- **DESCRIPTION OF THE TASK**: Could you print every record below exactly as it appears?

- **LISTING**:

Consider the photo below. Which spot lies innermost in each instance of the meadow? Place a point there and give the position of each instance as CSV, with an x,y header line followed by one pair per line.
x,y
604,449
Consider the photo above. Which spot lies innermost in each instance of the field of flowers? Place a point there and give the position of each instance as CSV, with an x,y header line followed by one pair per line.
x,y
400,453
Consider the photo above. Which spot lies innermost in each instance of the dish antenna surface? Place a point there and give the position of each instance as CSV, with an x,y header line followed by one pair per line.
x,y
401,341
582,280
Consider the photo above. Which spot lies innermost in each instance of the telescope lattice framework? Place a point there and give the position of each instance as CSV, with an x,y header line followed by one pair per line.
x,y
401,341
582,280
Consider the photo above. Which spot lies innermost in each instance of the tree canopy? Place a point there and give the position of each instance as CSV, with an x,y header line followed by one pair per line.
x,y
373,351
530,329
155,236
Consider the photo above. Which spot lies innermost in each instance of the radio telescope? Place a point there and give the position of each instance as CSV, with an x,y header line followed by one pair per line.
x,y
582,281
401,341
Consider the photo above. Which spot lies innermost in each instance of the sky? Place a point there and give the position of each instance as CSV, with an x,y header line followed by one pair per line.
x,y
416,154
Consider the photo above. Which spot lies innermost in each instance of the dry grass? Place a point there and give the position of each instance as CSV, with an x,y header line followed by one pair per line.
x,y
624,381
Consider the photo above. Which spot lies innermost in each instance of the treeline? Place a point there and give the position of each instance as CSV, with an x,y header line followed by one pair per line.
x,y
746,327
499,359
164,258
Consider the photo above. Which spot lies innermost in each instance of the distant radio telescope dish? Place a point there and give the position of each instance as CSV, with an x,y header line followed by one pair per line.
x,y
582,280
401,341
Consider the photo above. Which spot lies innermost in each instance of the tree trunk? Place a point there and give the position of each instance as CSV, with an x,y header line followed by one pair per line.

- **RESULT OF THIS TASK**:
Consider the photo below. Which spot lies innermost in each instance of the meadow? Place a point there and give the position of each instance as CSV, with an x,y header line followed by one pair per line.
x,y
604,449
Consider the photo above. Which spot lies innermost in each instance of the field of flowers? Place a point there and give the position of each instance as CSV, with an x,y header line followed by one pair per line.
x,y
400,453
Consider the photo above. Which spot lies innermost in each instance of the dish antenna surface? Place a point there and give the position of each instance as CSV, with an x,y header line followed by one pair per line.
x,y
401,341
582,280
Consider the photo above. Which spot lies innermost in each instance of the telescope lattice framework? Place a point there and give the position of each instance as CSV, with an x,y header line followed by one pair per line.
x,y
401,341
582,280
Consider the photo above. Which spot lies innermost in each instance of the tree canopy? Place a point there and give the position of each instance as CSV, with an x,y header line followed by one pair per line.
x,y
373,351
530,329
155,236
Consider the photo above. Which spot lies innermost in each instance of the radio telescope? Place a point there and give the position of each instance as CSV, with an x,y header line followed by one pair per line.
x,y
582,281
401,341
Consider the photo above. Which spot lies innermost in each instance of the sky? Place a point there and give the position of each instance as CSV, with an x,y header line followed by one pair per line.
x,y
416,154
Consider the photo above. Which spot lies innermost in each instance of the dry grass? Place a point there and give the position of each instance as CSV, with an x,y header line followed by one pair per line.
x,y
624,381
Consider the photo above. Which spot lies innermost in each instance of the treeline? Place a point there and give the position of each instance as CSV, with an x,y header line followed by one pair per line.
x,y
746,327
499,359
164,258
Consider the photo above. Which spot lies innermost in each instance of the distant radio telescope dish? Place a point there and give the position of each instance as CSV, with an x,y header line followed by one pair per line.
x,y
582,280
401,341
Consider the photo above. Which spot lies innermost in each instance of the tree trunk? Place a point there and give the position of each instance as CSV, with an x,y header line followed by one pair per line.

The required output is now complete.